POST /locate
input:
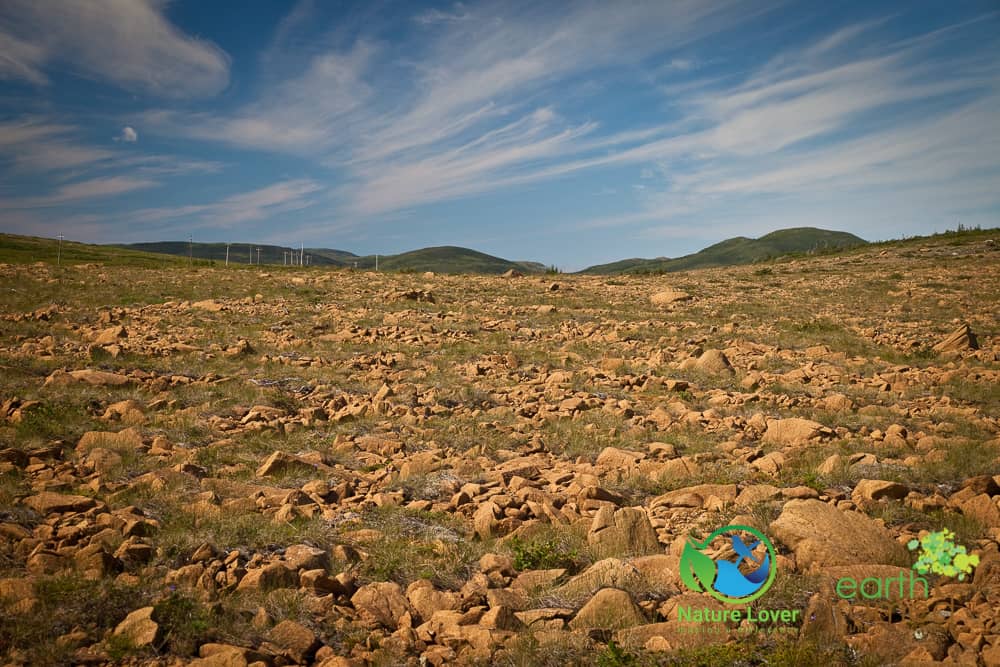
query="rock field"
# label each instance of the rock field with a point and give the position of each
(223, 467)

▶ What to do
Turn the listing above into a numbered list with one item per line and no blank lines. Leave the picture out.

▶ Response to the task
1. POST /locate
2. input:
3. query="rock field"
4. # label each instance of the rock field with a point and give the position of each
5. (223, 467)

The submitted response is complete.